# Start of Source data

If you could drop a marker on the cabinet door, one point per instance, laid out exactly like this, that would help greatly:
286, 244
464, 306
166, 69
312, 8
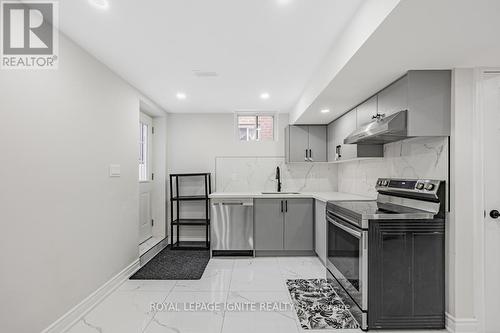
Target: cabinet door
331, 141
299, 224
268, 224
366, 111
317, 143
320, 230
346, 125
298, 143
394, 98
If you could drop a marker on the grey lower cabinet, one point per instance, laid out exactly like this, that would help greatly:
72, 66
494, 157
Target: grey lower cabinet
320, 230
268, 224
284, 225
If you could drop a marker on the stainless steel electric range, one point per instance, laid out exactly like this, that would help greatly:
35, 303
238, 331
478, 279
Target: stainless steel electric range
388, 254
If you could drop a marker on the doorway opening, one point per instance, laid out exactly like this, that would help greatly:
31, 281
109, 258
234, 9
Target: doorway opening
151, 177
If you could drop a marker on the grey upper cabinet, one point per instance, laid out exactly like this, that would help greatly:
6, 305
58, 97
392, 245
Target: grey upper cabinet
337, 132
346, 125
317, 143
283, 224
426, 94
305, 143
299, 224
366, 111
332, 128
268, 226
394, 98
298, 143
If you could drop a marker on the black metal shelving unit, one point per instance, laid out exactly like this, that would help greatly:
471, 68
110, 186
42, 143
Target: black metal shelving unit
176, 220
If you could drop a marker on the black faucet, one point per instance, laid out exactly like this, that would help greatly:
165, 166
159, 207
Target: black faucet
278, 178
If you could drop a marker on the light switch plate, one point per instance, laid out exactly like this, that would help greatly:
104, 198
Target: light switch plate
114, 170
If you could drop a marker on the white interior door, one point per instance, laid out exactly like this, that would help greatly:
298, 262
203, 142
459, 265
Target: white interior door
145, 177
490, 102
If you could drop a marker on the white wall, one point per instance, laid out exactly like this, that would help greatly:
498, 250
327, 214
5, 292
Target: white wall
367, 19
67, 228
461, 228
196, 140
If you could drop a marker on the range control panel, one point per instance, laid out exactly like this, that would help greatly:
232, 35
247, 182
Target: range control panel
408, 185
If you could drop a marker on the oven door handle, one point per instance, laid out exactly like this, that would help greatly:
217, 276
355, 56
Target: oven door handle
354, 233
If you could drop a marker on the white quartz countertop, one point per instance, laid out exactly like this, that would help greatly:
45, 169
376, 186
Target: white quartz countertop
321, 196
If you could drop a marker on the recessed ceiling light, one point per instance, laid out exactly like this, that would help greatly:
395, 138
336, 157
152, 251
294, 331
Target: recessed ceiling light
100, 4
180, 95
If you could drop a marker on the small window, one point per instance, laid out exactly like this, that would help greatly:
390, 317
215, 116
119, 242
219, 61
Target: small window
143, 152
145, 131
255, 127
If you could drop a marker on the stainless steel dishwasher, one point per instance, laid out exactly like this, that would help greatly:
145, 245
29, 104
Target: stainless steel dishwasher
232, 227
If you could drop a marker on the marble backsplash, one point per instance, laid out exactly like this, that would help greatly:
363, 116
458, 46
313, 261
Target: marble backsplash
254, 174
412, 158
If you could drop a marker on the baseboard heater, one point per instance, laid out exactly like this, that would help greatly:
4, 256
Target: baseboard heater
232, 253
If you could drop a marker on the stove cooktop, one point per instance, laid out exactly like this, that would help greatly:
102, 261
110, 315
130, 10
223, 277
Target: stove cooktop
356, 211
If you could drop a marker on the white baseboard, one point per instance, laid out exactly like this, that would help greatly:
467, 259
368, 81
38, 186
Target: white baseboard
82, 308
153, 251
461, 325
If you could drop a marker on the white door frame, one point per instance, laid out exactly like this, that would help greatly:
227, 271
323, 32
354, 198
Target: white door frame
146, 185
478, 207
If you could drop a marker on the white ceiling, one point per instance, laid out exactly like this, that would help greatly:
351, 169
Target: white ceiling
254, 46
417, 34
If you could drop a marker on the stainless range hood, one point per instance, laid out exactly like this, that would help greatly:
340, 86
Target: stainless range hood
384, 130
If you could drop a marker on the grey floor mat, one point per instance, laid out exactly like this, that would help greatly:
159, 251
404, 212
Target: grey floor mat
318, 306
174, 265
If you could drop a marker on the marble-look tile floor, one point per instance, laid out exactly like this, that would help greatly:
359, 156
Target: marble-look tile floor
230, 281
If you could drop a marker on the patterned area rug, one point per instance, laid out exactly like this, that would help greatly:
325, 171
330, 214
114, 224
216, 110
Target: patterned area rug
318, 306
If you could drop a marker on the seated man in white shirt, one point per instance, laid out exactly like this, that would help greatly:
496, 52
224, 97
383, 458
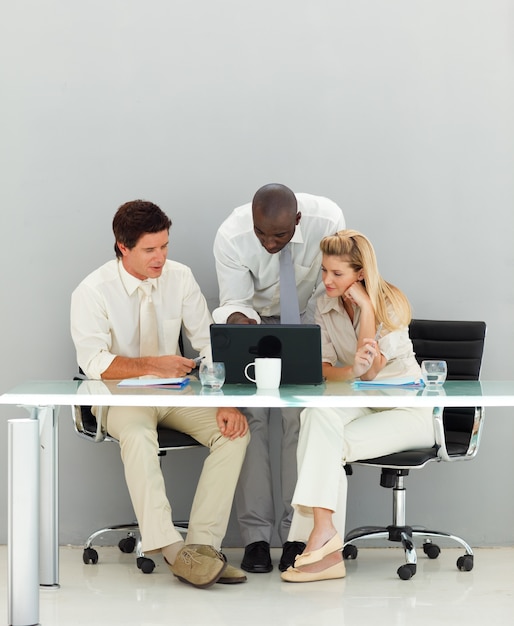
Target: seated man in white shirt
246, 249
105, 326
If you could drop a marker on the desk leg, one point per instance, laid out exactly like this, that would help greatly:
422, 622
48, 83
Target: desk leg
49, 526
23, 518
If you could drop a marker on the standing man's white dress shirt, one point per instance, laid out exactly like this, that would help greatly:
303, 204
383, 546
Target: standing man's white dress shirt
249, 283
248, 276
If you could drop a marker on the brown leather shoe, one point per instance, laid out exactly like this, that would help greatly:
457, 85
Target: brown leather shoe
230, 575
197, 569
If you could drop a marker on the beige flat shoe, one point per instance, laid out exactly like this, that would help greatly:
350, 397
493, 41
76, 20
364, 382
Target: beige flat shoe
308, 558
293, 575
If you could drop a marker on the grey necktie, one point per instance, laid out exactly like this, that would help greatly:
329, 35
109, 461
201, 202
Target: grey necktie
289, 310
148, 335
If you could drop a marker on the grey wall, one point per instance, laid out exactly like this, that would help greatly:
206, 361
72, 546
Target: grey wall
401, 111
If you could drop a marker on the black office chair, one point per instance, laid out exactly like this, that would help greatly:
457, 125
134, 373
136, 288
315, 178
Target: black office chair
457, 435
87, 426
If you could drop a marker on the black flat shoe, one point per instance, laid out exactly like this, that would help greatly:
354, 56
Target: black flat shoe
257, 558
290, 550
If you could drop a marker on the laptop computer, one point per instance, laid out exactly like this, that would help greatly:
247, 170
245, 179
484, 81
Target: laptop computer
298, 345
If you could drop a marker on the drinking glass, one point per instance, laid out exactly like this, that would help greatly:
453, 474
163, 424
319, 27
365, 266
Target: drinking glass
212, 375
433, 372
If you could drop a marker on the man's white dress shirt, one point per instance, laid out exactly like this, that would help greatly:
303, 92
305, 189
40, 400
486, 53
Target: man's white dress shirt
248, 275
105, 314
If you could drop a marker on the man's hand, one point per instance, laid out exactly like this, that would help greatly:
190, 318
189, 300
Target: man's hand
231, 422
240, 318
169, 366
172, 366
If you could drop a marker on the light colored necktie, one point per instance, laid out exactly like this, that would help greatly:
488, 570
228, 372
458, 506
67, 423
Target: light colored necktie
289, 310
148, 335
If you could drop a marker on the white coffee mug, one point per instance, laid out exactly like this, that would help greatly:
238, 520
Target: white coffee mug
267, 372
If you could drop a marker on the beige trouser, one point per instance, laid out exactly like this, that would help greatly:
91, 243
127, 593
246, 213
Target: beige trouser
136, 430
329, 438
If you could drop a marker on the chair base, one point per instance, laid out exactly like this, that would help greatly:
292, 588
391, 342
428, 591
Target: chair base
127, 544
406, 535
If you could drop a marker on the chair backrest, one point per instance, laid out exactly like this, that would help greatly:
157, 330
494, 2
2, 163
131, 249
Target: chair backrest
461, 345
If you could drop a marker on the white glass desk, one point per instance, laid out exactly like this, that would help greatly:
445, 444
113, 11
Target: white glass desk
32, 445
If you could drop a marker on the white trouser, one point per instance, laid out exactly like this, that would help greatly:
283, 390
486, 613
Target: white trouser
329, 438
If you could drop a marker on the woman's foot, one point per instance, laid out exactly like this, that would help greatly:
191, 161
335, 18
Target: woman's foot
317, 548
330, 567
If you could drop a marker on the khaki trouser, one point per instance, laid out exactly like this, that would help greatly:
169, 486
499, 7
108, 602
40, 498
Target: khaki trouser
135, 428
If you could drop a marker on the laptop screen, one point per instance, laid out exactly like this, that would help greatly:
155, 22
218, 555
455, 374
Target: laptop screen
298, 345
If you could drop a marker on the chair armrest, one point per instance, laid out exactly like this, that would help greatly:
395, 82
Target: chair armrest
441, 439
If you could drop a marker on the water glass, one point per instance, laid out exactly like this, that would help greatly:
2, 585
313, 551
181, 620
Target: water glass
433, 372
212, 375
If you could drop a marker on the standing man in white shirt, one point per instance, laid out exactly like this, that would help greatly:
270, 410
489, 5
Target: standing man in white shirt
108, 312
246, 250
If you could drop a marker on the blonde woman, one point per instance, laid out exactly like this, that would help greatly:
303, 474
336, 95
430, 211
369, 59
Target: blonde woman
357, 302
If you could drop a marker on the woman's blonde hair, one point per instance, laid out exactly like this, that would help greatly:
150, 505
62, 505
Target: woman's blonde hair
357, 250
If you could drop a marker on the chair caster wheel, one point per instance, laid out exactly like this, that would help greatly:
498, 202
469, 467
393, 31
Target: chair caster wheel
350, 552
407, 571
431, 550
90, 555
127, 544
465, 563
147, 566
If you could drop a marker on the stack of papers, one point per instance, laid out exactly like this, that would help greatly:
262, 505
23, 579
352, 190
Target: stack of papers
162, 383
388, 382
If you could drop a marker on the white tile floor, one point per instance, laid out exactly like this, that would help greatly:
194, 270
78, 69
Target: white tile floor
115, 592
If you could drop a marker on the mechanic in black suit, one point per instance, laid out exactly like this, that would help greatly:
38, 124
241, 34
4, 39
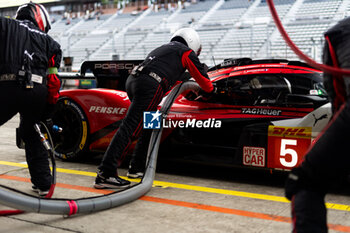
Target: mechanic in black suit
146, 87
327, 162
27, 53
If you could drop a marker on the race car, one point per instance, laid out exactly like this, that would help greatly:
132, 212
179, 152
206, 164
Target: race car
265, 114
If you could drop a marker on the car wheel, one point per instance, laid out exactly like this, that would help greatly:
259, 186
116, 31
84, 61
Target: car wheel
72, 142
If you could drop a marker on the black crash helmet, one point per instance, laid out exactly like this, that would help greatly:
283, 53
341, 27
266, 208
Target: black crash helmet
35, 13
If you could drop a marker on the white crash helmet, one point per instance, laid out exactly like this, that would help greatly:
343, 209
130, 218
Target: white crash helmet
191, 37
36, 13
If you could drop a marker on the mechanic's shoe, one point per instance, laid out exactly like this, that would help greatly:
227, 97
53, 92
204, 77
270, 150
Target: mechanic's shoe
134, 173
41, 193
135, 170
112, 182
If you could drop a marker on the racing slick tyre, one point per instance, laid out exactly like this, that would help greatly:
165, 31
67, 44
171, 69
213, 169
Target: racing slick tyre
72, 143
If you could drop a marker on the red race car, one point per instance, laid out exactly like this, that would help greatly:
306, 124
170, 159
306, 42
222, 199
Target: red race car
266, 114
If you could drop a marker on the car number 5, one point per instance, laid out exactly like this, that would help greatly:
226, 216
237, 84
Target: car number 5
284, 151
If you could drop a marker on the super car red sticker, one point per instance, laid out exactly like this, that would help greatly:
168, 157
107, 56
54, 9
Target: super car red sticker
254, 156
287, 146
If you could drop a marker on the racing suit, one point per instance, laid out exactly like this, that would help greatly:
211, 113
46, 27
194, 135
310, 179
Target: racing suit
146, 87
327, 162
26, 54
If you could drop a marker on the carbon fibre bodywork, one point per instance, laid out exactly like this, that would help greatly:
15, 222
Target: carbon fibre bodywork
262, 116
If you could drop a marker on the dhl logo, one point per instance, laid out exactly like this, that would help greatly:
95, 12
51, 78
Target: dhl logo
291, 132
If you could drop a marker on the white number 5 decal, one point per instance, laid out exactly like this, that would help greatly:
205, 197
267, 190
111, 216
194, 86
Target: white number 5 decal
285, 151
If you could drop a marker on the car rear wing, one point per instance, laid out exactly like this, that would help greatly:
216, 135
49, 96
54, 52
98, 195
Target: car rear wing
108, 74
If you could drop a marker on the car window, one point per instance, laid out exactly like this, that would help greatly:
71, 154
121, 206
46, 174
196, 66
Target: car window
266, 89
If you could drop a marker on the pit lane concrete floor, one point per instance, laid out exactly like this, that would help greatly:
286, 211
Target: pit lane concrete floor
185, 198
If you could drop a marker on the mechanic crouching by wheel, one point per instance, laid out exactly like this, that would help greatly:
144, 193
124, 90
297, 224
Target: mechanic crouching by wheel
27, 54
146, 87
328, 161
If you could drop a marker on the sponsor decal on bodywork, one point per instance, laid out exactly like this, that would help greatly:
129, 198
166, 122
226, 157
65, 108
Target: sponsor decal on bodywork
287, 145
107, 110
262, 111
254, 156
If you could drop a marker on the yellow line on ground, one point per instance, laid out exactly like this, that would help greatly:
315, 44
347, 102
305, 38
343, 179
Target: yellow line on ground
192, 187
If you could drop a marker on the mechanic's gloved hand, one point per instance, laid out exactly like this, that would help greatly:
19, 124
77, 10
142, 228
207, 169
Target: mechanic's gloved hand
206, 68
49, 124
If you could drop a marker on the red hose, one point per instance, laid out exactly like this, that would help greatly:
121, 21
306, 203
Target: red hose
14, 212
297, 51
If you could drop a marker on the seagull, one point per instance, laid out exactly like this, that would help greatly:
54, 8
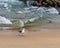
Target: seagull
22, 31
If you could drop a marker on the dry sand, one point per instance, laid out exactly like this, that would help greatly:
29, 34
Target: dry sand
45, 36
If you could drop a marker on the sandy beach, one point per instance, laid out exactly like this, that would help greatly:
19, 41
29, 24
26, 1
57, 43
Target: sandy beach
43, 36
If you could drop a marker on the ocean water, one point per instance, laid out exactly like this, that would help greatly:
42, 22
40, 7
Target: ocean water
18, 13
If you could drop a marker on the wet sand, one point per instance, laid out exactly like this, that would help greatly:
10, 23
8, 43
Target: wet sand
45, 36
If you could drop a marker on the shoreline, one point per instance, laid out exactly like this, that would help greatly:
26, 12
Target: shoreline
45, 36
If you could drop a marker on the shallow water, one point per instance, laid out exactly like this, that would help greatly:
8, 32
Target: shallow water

# End of Source data

Copy the listing from the line containing "If you could drop a marker on the shallow" through the end, changing every "shallow water" to "open water" and leaving everything else the same.

If you could drop a marker on the open water, one point per instance, laid out exactly like this, that would help greatly:
8, 32
Target: open water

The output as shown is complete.